[Collected data]
══════════

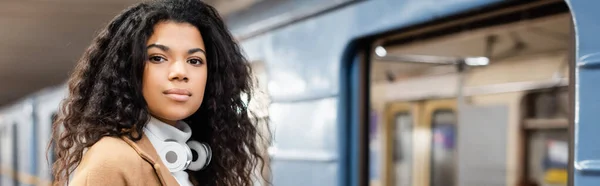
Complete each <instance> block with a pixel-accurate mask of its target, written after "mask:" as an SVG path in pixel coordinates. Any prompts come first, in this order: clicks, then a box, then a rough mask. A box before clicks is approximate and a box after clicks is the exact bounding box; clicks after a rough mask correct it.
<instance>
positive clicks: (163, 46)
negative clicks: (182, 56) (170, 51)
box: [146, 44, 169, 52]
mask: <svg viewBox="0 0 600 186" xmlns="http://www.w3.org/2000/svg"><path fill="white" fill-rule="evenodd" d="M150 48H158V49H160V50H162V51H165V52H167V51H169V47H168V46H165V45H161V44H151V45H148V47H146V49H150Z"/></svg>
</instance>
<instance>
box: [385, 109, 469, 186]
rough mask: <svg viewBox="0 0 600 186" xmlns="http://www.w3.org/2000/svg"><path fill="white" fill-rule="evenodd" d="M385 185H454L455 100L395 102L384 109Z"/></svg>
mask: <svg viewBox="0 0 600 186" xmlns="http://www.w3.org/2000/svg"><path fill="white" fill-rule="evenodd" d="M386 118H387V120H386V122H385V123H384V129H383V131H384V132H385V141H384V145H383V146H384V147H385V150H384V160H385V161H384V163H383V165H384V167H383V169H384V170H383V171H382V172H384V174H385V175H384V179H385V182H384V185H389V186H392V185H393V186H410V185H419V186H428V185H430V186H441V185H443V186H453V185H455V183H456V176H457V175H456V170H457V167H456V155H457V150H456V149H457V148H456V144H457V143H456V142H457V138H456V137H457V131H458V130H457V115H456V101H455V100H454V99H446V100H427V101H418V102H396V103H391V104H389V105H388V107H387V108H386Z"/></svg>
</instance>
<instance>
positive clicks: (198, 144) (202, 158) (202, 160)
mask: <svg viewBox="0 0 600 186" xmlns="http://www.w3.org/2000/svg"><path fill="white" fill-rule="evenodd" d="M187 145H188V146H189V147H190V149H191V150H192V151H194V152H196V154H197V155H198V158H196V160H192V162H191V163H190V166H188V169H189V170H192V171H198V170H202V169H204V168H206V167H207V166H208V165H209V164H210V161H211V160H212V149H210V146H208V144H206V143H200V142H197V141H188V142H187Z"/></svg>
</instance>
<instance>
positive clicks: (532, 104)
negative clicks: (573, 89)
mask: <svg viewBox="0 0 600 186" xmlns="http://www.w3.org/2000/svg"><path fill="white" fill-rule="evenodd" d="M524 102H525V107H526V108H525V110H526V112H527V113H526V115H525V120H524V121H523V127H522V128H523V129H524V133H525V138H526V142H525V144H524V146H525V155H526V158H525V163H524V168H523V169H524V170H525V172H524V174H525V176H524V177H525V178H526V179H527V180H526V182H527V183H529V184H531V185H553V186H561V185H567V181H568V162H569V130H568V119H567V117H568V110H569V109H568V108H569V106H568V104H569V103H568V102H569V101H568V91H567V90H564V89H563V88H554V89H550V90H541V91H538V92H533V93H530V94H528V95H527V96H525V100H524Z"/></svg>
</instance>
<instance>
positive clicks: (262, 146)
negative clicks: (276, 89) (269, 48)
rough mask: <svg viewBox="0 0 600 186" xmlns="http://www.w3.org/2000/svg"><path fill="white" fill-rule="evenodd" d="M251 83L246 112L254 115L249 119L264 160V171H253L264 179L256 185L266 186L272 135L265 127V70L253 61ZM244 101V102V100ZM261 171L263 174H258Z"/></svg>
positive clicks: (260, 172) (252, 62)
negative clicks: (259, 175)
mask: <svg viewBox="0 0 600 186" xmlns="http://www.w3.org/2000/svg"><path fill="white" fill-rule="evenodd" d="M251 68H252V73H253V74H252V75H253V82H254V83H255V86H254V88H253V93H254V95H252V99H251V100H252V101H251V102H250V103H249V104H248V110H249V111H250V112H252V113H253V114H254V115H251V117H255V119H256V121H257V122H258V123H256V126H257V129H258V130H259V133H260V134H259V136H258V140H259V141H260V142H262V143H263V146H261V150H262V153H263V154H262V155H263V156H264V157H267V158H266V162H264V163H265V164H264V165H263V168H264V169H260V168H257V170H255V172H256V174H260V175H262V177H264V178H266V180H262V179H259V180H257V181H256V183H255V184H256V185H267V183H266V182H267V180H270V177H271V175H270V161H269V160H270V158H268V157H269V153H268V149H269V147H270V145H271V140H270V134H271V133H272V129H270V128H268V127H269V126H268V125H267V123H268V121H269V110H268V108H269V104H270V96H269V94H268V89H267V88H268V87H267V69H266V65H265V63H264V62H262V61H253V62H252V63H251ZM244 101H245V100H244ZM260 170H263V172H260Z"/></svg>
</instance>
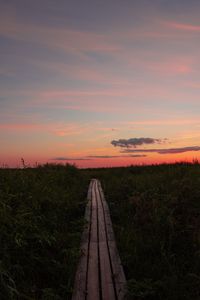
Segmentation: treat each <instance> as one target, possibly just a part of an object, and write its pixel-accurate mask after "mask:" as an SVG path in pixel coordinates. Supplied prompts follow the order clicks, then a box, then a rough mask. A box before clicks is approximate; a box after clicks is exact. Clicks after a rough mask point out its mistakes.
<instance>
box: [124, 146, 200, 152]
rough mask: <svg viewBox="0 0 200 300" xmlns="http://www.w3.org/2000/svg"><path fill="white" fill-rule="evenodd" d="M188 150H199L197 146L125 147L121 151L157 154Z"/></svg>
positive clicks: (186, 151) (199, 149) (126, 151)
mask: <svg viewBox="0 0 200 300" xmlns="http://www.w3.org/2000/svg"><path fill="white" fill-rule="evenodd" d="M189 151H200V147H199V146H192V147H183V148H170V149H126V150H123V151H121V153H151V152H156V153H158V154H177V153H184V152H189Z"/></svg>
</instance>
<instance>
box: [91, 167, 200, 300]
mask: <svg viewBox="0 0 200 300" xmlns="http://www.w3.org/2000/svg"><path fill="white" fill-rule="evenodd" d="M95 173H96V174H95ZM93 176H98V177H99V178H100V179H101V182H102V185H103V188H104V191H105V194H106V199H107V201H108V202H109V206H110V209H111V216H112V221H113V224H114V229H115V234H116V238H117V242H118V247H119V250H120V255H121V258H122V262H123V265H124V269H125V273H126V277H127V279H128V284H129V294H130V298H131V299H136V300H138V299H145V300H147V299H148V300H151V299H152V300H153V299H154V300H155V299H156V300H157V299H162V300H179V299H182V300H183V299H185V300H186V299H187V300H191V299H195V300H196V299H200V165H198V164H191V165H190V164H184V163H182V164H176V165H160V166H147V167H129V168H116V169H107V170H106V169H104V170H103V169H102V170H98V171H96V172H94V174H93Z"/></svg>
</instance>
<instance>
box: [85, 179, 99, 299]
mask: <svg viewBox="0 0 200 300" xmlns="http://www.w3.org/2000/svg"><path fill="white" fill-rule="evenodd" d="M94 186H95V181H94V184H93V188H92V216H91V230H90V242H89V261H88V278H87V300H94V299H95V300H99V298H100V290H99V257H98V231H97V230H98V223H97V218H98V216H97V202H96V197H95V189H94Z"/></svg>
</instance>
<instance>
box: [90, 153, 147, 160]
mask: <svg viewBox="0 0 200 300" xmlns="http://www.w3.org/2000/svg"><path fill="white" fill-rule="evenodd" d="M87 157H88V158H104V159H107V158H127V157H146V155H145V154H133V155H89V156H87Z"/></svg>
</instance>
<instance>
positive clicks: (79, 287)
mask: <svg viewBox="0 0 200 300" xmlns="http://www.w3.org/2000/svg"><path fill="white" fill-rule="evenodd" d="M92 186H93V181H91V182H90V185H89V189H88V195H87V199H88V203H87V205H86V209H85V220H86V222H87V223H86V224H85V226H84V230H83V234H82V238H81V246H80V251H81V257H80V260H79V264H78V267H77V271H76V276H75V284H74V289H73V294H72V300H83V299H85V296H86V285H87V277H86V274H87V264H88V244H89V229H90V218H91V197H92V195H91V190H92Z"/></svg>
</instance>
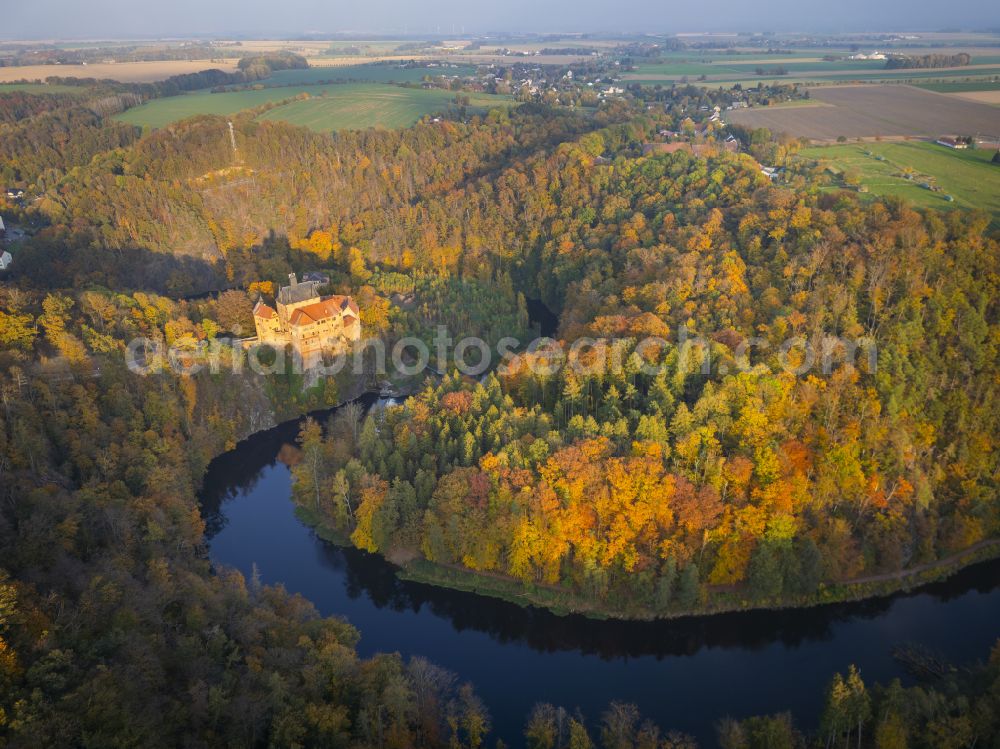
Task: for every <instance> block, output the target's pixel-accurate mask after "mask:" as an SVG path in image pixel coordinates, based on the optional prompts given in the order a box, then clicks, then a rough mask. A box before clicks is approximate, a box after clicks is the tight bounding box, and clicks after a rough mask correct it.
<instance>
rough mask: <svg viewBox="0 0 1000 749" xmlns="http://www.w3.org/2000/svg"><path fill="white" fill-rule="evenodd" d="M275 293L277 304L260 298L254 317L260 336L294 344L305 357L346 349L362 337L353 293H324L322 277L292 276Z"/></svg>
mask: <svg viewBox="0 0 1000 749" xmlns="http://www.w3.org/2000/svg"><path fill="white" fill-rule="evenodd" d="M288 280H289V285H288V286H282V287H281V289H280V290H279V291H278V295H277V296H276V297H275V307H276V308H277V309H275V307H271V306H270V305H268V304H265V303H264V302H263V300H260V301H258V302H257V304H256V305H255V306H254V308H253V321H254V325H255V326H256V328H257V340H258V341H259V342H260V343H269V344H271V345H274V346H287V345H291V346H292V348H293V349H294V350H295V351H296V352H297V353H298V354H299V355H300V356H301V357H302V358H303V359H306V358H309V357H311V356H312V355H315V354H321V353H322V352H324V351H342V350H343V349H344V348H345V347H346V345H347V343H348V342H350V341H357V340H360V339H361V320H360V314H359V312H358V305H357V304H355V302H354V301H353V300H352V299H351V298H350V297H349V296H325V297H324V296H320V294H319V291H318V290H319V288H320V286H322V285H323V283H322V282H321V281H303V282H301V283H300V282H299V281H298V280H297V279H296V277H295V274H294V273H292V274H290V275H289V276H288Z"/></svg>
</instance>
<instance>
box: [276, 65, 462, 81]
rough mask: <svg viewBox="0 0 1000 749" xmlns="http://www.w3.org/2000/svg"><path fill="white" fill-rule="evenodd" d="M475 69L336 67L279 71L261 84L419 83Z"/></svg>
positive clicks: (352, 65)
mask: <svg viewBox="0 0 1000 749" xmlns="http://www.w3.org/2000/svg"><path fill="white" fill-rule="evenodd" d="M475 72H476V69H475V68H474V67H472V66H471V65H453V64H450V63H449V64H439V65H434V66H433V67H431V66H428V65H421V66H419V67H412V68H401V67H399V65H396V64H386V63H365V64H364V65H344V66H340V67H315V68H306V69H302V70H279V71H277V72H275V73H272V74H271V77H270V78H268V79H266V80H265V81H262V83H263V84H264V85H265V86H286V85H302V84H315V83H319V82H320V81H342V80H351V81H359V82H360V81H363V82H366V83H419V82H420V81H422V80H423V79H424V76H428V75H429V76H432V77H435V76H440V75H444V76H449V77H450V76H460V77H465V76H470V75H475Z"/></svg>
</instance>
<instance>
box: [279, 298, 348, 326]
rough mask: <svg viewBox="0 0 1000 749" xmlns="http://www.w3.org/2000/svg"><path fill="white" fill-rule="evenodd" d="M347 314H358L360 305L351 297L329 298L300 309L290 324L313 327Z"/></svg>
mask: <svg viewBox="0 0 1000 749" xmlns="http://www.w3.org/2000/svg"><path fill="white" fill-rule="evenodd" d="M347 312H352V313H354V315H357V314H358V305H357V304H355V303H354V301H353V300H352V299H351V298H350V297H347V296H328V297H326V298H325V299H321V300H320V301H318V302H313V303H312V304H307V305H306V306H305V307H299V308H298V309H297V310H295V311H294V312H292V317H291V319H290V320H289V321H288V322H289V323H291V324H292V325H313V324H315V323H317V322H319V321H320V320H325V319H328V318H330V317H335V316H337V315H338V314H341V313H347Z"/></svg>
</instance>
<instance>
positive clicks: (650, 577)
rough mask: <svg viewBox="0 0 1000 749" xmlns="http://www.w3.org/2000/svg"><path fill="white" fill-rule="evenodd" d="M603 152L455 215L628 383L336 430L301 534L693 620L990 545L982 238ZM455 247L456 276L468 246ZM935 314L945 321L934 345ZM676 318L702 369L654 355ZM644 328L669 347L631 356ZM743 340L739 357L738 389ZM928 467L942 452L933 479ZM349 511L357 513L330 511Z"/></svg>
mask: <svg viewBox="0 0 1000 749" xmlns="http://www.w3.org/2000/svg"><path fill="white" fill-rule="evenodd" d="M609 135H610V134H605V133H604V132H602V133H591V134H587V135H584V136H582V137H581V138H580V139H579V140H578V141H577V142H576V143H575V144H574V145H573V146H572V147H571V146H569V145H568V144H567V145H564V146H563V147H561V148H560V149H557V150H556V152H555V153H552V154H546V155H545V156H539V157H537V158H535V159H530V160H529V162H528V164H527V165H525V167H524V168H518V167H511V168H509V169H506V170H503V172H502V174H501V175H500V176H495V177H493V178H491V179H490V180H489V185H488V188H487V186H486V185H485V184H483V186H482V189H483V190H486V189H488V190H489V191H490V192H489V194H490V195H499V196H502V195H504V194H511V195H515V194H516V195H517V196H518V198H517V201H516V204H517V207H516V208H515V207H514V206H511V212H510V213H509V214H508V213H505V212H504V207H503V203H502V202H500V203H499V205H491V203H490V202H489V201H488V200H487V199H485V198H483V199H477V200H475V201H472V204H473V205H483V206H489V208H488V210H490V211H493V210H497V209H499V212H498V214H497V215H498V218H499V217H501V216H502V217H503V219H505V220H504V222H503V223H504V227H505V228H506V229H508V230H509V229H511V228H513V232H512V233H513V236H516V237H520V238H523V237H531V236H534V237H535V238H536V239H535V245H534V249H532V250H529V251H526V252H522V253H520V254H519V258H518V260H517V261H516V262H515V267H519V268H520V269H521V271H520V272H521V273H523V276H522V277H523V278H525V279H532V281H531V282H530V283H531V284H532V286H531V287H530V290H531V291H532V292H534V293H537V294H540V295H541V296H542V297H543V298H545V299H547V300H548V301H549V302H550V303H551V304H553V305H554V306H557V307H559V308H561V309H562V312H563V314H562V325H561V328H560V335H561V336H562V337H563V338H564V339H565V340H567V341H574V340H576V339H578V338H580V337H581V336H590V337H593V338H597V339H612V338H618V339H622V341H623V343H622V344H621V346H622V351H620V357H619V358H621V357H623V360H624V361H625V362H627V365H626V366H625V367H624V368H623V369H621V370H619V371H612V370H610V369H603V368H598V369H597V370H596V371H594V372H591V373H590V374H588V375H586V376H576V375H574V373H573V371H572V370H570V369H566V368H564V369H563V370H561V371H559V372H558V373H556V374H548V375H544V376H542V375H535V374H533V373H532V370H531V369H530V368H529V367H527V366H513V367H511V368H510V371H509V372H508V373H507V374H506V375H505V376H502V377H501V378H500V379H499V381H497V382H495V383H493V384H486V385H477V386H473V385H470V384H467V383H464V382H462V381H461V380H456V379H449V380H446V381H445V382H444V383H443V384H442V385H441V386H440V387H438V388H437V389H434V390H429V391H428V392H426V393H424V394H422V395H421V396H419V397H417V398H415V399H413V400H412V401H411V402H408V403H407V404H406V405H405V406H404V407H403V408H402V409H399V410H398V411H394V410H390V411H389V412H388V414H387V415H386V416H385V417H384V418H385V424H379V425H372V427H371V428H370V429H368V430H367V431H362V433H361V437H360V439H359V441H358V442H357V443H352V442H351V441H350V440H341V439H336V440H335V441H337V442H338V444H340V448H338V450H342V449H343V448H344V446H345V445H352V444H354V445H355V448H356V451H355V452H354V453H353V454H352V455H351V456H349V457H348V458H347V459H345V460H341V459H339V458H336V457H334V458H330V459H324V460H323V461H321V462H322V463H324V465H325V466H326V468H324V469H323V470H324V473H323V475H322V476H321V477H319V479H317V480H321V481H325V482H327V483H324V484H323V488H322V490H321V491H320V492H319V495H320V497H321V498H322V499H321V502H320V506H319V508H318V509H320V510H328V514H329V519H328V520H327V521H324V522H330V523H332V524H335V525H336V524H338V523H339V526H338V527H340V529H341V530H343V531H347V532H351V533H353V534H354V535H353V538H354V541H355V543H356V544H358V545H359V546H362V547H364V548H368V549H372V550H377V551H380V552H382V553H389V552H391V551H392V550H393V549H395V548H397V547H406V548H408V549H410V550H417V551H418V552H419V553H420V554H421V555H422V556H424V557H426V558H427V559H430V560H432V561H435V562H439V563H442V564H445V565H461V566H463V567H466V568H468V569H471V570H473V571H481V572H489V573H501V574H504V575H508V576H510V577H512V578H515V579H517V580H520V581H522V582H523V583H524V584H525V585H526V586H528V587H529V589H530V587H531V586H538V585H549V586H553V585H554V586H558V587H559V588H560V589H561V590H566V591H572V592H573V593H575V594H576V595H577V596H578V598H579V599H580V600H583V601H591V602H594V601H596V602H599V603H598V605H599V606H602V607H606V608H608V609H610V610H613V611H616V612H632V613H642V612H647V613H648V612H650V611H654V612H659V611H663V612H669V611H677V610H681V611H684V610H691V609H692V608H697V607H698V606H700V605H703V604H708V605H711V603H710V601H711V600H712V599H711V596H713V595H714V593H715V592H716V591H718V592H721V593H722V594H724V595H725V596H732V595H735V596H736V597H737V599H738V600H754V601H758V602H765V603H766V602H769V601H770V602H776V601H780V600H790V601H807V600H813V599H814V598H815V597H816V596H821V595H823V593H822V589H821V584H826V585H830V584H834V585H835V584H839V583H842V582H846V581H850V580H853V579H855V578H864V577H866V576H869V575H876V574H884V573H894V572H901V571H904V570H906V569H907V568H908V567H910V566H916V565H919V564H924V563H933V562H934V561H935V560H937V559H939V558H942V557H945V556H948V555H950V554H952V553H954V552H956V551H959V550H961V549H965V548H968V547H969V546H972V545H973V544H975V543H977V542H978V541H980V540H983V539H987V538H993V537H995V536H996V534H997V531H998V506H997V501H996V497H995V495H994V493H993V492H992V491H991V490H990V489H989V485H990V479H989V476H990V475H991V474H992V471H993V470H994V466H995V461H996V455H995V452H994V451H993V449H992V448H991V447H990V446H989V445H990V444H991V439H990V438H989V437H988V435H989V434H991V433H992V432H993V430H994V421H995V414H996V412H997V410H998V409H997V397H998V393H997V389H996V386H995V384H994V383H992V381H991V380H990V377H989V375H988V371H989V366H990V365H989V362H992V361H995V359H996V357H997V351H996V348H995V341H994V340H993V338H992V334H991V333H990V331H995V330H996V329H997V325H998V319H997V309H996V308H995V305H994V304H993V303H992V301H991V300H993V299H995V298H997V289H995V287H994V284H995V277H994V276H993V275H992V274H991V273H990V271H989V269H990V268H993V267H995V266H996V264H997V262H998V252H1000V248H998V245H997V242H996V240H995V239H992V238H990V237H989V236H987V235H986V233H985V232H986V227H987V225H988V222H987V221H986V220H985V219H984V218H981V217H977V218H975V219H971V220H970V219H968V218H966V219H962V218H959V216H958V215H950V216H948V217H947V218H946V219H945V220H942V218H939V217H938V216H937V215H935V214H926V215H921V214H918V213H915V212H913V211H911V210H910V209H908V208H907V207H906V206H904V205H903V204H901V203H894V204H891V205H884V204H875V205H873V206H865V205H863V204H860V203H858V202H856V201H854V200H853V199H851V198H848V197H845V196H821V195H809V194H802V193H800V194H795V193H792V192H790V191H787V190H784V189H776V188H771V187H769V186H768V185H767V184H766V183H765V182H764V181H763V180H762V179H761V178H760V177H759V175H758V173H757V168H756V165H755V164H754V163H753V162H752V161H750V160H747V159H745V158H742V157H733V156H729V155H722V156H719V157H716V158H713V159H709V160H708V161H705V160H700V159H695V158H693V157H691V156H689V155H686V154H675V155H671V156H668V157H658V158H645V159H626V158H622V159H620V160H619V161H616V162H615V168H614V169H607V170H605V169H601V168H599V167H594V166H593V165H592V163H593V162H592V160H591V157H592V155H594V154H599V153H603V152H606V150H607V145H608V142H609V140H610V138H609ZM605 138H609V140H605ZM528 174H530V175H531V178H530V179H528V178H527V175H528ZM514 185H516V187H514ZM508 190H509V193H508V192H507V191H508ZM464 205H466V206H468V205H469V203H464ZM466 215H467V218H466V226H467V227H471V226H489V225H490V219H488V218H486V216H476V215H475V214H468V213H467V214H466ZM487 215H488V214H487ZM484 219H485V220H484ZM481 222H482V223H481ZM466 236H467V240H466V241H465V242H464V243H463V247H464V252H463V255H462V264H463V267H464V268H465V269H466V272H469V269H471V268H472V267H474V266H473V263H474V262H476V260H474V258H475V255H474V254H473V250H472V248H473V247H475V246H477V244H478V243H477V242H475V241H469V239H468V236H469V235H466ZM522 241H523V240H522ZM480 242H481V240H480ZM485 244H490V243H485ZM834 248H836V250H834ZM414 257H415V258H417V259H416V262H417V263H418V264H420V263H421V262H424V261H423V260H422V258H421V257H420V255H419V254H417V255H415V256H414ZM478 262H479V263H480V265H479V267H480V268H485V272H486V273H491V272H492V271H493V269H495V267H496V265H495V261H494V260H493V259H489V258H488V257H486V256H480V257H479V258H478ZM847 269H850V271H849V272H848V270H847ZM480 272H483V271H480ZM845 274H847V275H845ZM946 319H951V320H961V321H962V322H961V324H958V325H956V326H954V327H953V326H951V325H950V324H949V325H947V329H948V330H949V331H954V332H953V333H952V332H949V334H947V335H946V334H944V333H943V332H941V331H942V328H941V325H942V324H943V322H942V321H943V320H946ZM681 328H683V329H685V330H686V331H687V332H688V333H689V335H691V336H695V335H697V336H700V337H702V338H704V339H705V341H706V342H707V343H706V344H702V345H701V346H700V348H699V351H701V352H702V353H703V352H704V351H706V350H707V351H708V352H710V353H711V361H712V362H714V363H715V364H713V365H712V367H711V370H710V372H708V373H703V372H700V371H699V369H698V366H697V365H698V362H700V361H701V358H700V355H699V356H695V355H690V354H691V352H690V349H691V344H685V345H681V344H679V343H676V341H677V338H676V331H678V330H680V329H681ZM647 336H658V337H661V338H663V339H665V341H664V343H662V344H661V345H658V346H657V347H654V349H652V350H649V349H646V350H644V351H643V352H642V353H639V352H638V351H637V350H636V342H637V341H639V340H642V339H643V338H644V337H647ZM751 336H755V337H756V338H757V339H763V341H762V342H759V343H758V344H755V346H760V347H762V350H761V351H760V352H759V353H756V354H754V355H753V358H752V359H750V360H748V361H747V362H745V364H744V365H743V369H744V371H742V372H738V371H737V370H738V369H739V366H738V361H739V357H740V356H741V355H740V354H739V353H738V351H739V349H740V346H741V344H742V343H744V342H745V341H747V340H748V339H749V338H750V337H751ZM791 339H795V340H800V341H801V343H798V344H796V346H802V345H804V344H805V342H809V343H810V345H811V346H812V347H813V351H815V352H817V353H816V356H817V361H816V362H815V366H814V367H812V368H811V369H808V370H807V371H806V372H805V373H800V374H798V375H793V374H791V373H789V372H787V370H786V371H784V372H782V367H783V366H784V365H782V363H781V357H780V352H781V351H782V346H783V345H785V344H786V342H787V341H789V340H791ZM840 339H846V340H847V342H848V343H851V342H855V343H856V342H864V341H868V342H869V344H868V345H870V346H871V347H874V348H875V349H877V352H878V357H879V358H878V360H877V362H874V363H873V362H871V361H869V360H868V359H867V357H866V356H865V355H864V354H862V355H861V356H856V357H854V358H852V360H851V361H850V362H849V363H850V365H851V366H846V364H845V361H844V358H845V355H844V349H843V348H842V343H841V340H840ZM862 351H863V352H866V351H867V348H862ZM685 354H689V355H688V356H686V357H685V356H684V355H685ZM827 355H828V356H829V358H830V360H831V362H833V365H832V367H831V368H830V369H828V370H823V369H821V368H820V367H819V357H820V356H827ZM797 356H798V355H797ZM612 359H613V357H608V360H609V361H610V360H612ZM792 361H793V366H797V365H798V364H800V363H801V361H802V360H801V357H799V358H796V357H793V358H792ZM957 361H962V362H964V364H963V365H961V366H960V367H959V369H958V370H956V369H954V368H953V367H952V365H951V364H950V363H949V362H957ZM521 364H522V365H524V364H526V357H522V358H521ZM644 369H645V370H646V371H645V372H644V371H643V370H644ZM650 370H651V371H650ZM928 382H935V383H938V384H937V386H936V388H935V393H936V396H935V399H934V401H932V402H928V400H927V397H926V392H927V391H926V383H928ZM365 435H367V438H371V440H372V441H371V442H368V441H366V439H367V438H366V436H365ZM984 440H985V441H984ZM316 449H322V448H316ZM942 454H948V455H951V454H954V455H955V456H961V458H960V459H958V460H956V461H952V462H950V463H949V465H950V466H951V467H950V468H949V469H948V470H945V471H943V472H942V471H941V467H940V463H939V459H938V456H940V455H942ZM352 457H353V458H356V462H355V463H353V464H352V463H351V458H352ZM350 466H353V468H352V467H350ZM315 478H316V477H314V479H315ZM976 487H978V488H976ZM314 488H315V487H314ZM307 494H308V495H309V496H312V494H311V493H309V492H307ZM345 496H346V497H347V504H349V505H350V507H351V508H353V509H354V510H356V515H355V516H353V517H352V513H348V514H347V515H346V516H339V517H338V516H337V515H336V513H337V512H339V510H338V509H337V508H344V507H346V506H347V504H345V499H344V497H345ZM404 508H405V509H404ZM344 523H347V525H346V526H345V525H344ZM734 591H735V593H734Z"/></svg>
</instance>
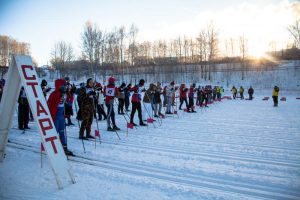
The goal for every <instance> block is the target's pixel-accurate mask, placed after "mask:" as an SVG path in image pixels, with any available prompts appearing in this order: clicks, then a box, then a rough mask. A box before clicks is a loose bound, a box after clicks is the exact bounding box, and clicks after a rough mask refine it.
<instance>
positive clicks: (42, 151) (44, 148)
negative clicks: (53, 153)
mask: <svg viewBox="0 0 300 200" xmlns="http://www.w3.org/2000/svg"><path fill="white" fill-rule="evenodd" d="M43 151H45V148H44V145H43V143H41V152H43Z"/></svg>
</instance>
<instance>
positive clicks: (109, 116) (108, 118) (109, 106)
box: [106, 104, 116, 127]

══════════

▶ [Assignment]: Copy out exactly the lines running from the line with "positive clicks: (42, 151) (44, 148)" to the end of the records, inclusive.

▶ [Final answer]:
positive clicks: (42, 151) (44, 148)
negative clicks: (53, 153)
mask: <svg viewBox="0 0 300 200" xmlns="http://www.w3.org/2000/svg"><path fill="white" fill-rule="evenodd" d="M43 151H45V148H44V145H43V143H41V152H43Z"/></svg>
</instance>
<instance>
positive clicks: (109, 116) (108, 118) (109, 106)
box: [106, 104, 116, 127]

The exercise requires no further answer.